Exercise objective - Reproduce all the records, replacing each occurrence of "Our labeler tagged" with "The annotator marked" and leaving every other character as it is.

— begin Data records —

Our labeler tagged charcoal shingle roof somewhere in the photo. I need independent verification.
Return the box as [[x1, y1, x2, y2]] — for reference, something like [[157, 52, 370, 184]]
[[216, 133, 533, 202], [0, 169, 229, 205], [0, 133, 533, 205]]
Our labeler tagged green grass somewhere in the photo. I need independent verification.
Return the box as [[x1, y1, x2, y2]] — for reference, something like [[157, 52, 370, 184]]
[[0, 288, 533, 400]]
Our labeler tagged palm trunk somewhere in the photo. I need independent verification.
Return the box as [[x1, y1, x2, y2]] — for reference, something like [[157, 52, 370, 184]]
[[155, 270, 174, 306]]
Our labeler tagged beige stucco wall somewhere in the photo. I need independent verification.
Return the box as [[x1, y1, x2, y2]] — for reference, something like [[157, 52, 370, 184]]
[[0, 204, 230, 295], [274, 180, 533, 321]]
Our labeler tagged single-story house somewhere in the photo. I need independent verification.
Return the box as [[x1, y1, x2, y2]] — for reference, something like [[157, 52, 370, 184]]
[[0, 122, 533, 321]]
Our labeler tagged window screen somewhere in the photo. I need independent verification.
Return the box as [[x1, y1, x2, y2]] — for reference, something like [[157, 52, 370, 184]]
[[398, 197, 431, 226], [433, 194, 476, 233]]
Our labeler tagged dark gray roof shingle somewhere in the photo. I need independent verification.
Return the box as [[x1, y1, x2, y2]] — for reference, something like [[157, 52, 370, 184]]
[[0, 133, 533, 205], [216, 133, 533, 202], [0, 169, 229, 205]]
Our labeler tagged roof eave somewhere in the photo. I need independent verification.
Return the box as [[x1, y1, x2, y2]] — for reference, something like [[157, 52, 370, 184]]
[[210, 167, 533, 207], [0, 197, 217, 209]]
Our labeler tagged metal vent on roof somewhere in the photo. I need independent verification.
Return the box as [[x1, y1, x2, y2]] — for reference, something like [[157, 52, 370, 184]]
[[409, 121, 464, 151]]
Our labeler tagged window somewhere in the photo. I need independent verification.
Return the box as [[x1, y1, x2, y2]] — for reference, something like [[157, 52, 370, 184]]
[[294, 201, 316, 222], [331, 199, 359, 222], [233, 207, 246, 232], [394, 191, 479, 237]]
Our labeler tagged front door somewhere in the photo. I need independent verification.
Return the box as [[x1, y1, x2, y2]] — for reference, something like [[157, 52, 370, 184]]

— end Data records —

Result for this exercise -
The annotator marked charcoal shingle roof somewhere in the photo. I need independent verification.
Return the box as [[x1, y1, x2, y2]] — for reference, something like [[157, 52, 370, 184]]
[[216, 133, 533, 202], [0, 169, 229, 205], [0, 133, 533, 205]]
The annotator marked green grass somewhere in the photo. I need independent verification.
Return the box as [[x1, y1, x2, y2]] — for reference, something like [[157, 52, 370, 184]]
[[0, 288, 533, 400]]
The annotator marked palm trunk somewhere in the photo. I need independent verification.
Return the box as [[x1, y1, x2, y2]] — for reference, something like [[157, 52, 370, 184]]
[[155, 270, 174, 306]]
The annotator marked beige stucco wall somewhere in the photo. I need independent verification.
Return the box as [[x1, y1, x2, y2]] — for reference, something like [[157, 52, 370, 184]]
[[0, 204, 230, 295], [274, 180, 533, 321]]
The annotator marked single-story house somewhere in the photo. I need independent verification.
Return the box as [[x1, y1, x2, y2]] — for reference, something like [[157, 52, 370, 184]]
[[0, 122, 533, 321]]
The annotator marked window screen somewhere in the photo. I need independent verification.
Return the box as [[x1, y1, x2, y2]] — for reference, something like [[157, 52, 370, 184]]
[[398, 197, 431, 226], [433, 194, 476, 233]]
The annotator marked dark gray roof shingle somewhere in the photo. I need independent verification.
Return the box as [[x1, y1, x2, y2]] — for reference, something like [[157, 52, 370, 184]]
[[0, 133, 533, 205], [216, 133, 533, 202], [0, 169, 229, 205]]
The annotator marked roof eave somewhere in the photo. I need independent verification.
Return the box as [[x1, y1, x2, y2]] — for reference, something like [[157, 52, 370, 184]]
[[210, 167, 533, 207], [0, 197, 217, 209]]
The annotator marked metal vent on roof somewhere in the photo. I need independent verification.
Return the box as [[x1, y1, x2, y2]] — for reference, something like [[157, 52, 370, 184]]
[[409, 121, 464, 151]]
The annotator marked window somewhere in the photo. I need independent verification.
Return the box as [[x1, y1, x2, y2]] — for reference, something like [[157, 52, 370, 184]]
[[294, 201, 316, 222], [331, 199, 359, 222], [233, 207, 246, 232], [394, 191, 479, 237]]
The annotator marked front door somewhere in the photo. I need independent verification.
Return the box as [[x1, y1, x2, y2]] — for reference, something like [[157, 52, 370, 184]]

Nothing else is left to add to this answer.